**SUPPLIED PASSAGE:**
>>>>>
Featured Museum Exhibit – Lincoln and Jarvis School

The King’s Quarter of Charlotte Amalie, St. Thomas, referred to as “Upstreet” was established around 1764-1765. This historic neighborhood was initially called New Town or East Savan. Its historic footprint of 18th and 19th century private and government buildings and open spaces evolved over the last 250 years. It included the Hospital, School, Theater, Cricket/Parade Grounds, Churches, Cemeteries, Agricultural Grounds and a Public Square and Park.

In the Danish West Indies

The Jarvis School Building was built in the 1860s as a Military Hospital. Constructed by native masons and craftsmen, it later became a Communal School. – National Archives photo

Inside the classroom

Desks, slate boards and jalousie windows in Danish and early 20th century American era classrooms. After the 1917 Transfer and during the Naval Administration the school was named the Abraham Lincoln School. – National Archives photo

Learning about the world

Students in Charlotte Amalie with their teachers during the Danish West Indies era. The school, which was a part of the Virgin Islands school system until the late 20th century, was eventually named for revered Virgin Islands educator J. Antonio Jarvis who was a teacher and principal when it was known as the Abraham Lincoln School. – National Archives photo.
<<<<<
(Saved entries)
>>>>>
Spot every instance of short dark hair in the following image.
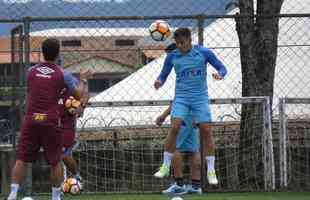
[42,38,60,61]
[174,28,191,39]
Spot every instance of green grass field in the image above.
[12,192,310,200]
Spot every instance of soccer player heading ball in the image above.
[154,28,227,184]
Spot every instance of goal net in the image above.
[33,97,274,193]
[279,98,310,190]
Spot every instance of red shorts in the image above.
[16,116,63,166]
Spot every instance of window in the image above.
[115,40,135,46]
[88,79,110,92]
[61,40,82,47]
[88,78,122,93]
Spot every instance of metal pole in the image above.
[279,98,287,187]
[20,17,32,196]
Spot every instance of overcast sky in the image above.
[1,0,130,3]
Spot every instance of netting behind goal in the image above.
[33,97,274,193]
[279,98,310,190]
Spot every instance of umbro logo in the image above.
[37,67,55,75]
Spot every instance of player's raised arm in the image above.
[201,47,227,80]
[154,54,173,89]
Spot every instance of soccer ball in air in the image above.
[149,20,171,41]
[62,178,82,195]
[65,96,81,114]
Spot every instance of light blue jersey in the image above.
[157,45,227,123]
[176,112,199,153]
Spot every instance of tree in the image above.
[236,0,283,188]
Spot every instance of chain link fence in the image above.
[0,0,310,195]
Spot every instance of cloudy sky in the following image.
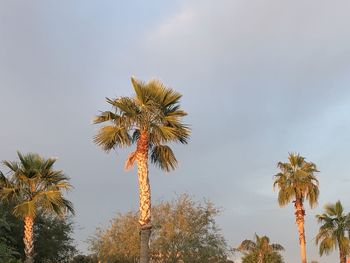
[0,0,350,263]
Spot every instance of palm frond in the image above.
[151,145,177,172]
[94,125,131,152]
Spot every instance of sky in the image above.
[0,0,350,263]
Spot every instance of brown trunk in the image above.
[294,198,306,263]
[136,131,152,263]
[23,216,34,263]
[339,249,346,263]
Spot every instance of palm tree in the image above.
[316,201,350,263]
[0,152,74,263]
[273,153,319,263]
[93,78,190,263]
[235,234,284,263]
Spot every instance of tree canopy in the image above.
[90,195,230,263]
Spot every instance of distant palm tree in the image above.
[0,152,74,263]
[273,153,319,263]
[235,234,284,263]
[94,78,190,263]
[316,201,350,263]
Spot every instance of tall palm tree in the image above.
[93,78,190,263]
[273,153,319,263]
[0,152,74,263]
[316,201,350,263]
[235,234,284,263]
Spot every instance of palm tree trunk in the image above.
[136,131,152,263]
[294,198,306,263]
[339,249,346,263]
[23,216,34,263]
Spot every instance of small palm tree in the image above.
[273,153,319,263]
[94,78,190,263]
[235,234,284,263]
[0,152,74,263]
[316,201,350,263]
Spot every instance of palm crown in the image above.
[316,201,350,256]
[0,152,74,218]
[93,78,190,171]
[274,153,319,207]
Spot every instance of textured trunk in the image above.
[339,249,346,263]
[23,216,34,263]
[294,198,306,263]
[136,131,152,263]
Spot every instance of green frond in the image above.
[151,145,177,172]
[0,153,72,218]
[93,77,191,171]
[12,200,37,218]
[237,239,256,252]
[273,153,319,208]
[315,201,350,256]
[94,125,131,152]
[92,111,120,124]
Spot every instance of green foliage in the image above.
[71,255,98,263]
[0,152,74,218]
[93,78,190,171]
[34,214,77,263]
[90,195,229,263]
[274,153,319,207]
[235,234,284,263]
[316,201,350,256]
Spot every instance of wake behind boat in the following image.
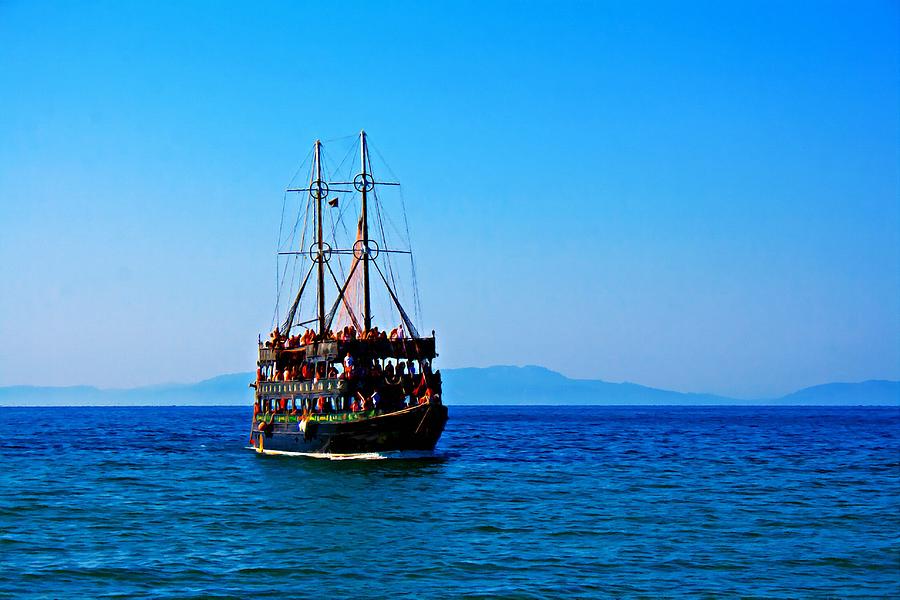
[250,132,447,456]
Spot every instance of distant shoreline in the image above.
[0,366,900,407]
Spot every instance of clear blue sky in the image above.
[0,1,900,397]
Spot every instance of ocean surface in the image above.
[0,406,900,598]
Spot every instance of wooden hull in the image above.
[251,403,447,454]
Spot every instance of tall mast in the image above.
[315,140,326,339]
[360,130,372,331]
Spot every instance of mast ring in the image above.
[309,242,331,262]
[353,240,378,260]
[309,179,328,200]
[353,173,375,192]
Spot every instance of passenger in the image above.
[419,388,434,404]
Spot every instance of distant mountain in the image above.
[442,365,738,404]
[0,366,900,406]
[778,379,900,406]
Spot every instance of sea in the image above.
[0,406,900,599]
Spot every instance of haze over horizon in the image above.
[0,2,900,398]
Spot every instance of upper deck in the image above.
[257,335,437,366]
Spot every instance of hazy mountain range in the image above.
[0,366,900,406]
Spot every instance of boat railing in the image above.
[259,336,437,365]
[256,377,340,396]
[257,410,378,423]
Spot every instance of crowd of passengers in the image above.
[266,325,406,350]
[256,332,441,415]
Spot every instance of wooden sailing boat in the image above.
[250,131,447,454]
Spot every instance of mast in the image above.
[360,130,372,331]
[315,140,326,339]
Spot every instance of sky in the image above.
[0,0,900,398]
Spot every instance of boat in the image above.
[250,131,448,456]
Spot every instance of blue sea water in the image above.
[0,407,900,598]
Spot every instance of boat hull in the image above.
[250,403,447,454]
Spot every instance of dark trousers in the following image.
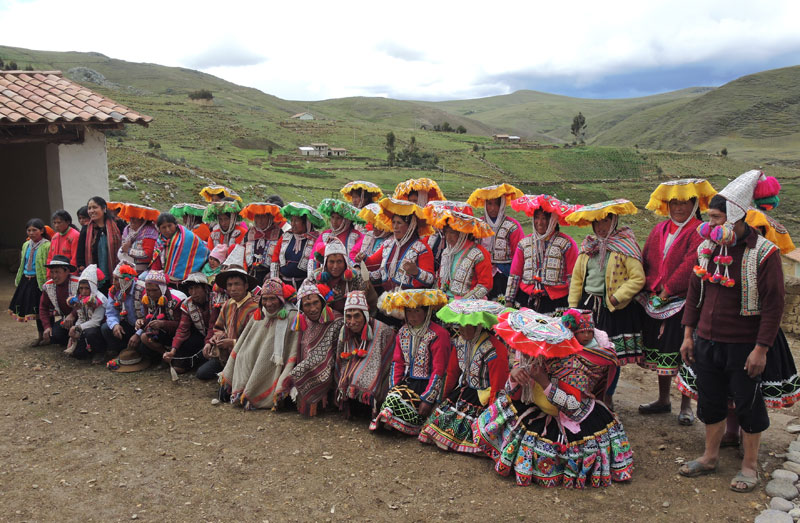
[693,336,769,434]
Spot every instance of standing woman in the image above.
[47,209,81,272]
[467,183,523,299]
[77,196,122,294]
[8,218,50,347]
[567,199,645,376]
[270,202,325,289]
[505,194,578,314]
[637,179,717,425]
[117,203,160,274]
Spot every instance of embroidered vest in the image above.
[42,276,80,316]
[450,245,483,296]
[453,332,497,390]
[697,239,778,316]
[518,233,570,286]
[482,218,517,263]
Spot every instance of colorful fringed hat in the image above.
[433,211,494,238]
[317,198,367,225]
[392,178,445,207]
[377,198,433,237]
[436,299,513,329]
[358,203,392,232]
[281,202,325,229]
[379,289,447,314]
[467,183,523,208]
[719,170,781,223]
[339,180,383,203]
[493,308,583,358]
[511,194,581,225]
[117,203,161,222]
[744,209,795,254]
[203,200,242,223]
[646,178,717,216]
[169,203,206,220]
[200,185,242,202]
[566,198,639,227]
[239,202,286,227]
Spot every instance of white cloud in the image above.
<<<<<
**REQUIREMENT 1:**
Based on the Jarvis School exhibit text, is each statement correct? (a) The King's Quarter was first called New Town or East Savan. (b) The Jarvis School Building was built in the 1760s as a Military Hospital. (c) J. Antonio Jarvis was a teacher and principal while the school was known as the Abraham Lincoln School.
**REQUIREMENT 2:**
Write out the stretch of the Jarvis School exhibit text from "Students in Charlotte" through "National Archives photo.", with no changes.
**REQUIREMENT 3:**
Resume the Jarvis School exhibit text, starting right after its last sentence.

**EXPECTED OUTPUT 1:**
(a) Yes: "This historic neighborhood was initially called New Town or East Savan."
(b) No: "The Jarvis School Building was built in the 1860s as a Military Hospital."
(c) Yes: "who was a teacher and principal when it was known as the Abraham Lincoln School."

**EXPECTED OUTPUT 2:**
Students in Charlotte Amalie with their teachers during the Danish West Indies era. The school, which was a part of the Virgin Islands school system until the late 20th century, was eventually named for revered Virgin Islands educator J. Antonio Jarvis who was a teacher and principal when it was known as the Abraham Lincoln School. – National Archives photo.

**EXPECTED OUTPUT 3:**
The King’s Quarter continues to be an important mecca and corridor for health, education, government services, sports, parks, and arts and entertainment for residents and visitors.

The In Search of Identity project will restore the Jarvis School property and adjacent structures and lots for the establishment of an Arts and Cultural Corridor. It will include the former Lodge, residences and community theater.